**練習問題:**
**A.** TZR250の試乗記について、次の問いに答えよ。
(i) 友人はTZRを何円で引き取ったか。
(ii) 友人が走りに行くよう指示した場所はどこか。
(iii) 仕切り直したとき、何回転ぐらいでクラッチをつないだか。
**B.** TZR250の試乗記を、最後の文の後から書き継げ。

**本文:**
------

TZR250(3MA)

先日友人が所有するTZR250に乗る機会がありました。

地方に住む友人で、出張で彼の家の近くのホテルに泊まっている旨メールしておいたら

「確かお前、バイク好きだったと思ってさ」ということで、愛車を見せに来てくれたという訳

です。その友人は「20年ほど前S(共通の友人)が捨てるというので3万円で引き取って

自分でこつこつ直していた」とのこと。新車とまでは行かないまでも、よく手入れされて

ぴっかぴかのTZRは今のバイクには全くないかっこよさと迫力がありました。

「ちょっと乗ってみろよ」というのでお言葉に甘えてヘルメットとグローブを借り、いざ。

近くに峠があるからそこに行けとの指示。但し「絶対に転ぶなよ!!」と厳命されました。

当然ですね。

エンジンかけるためキックを踏みおろすと、案外あっけなくエンジンがかかりました。

普段ハーレーなどのエンジンをかけている僕にしてみると「ピストン動いているの?」

と思うほどキックが軽い。110のカブと変わらないぐらいじゃないかな?

アイドリングは安定せず、放っておくとストールしてしまうので若干レーシングしつつ

クラッチを繋ぎ走り始めます。

最初エンストしそうになりましたが、2000回転でつなぐなどこの頃の2ストレーサーに

してみれば「お前おかしいんじゃねぇのか?」って位アホなことで、最低4000ぐらい

まわしてやらないとさすがに・・・・。最近の乗りやすさ(中低速)を重視したバイクに

乗り慣れるとアイドリングからスッとクラッチをつないでも走り始めると思っちゃいますが

こいつはそんなにヤワじゃない。仕切り直して6000回転ぐらいでつないでやると思った

以上に太いトルクです。このバイク「下がない(低速トルクがない)」という人もいますが

僕は「かなりトルクフルだな」と思いました。

------

**データ:**
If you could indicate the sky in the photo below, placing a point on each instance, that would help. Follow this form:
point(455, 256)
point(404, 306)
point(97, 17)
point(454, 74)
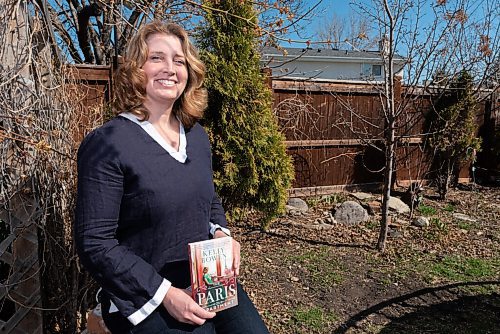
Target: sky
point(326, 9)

------

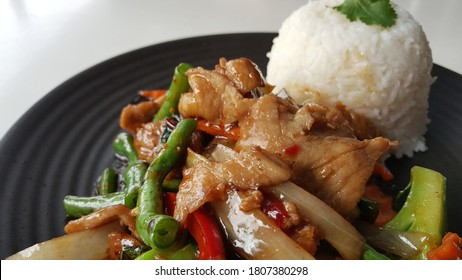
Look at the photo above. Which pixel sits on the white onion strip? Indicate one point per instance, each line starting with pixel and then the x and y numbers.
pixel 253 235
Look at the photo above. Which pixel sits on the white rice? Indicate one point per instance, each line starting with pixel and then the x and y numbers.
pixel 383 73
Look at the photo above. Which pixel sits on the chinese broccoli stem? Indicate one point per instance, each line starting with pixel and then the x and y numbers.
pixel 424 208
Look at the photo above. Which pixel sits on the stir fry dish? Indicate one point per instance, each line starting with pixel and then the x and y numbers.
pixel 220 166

------

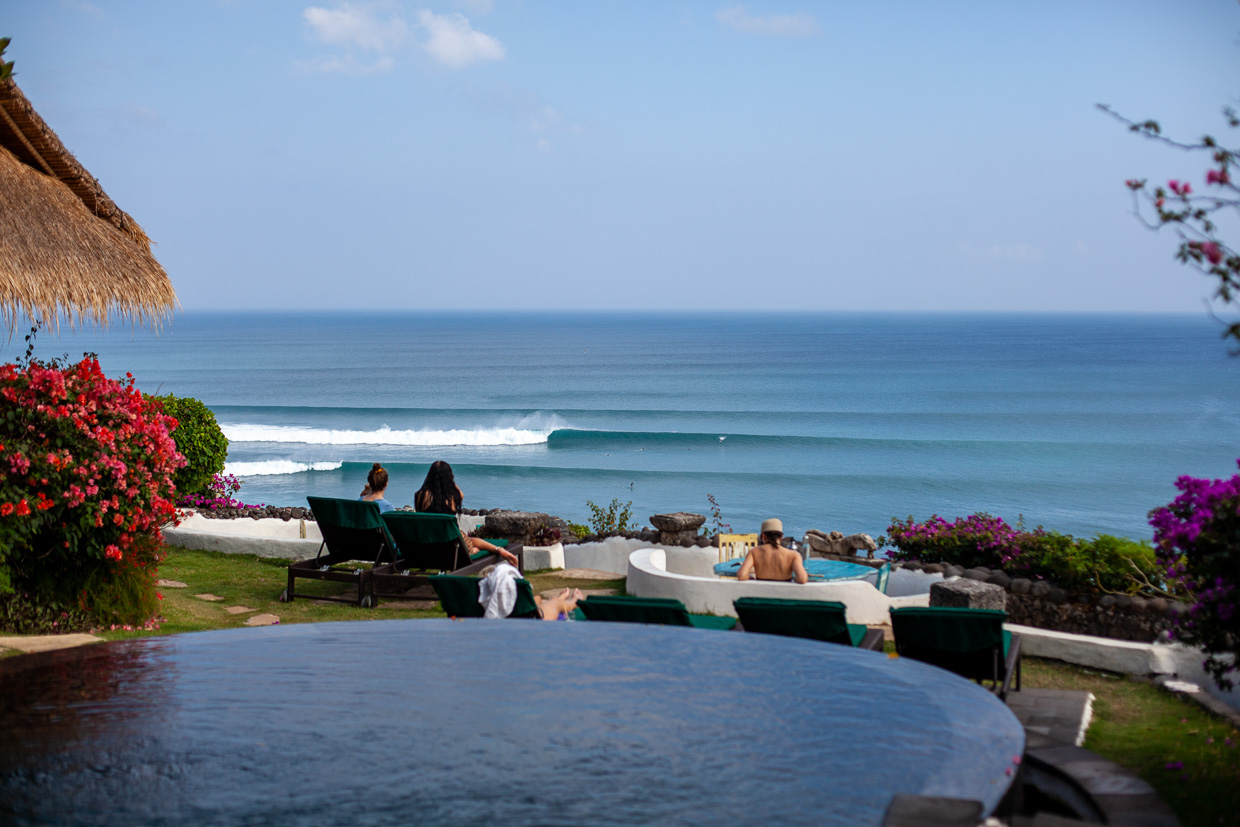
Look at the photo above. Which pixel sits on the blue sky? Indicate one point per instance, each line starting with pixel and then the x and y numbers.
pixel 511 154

------

**解答:**
**A.**
(i) 3万円
(ii) 近くの峠
(iii) 6000回転ぐらい

**B.**
確かに数字の上では「低速トルクはない」のかも知れませんが「だったら回せよ!!」

と言うことです。低回転で乗らなくちゃいけないって法はありません。

最近のバイクにはないきつい前傾姿勢で走り始め、ふと足をステップに乗せようとすると

そこにステップがない!そうです、バックステップなのでただ足を引き上げればいいって

もんじゃないんです。しっかりステップに足を乗せ、ギアを2速に上げてから少し引っ

張ってみようと思い勢いよくアクセルを開けたとたん、びっくりするようなトルク感で

蹴飛ばされたように加速し、フロントが浮き上がります。あわてて3速に上げるも、同じ

様にアクセルを開けるとこれまたフロントアップ。速い速い!!

トルクは8500回転、パワーは9000回転でピークを迎えるようですが、とてもじゃ無い

けれど9000回転なんて怖くて回せないって位のパワー感です。

友人は「ちょっと峠に行ってこい」と言いましたが、怖くてそれどころじゃありません。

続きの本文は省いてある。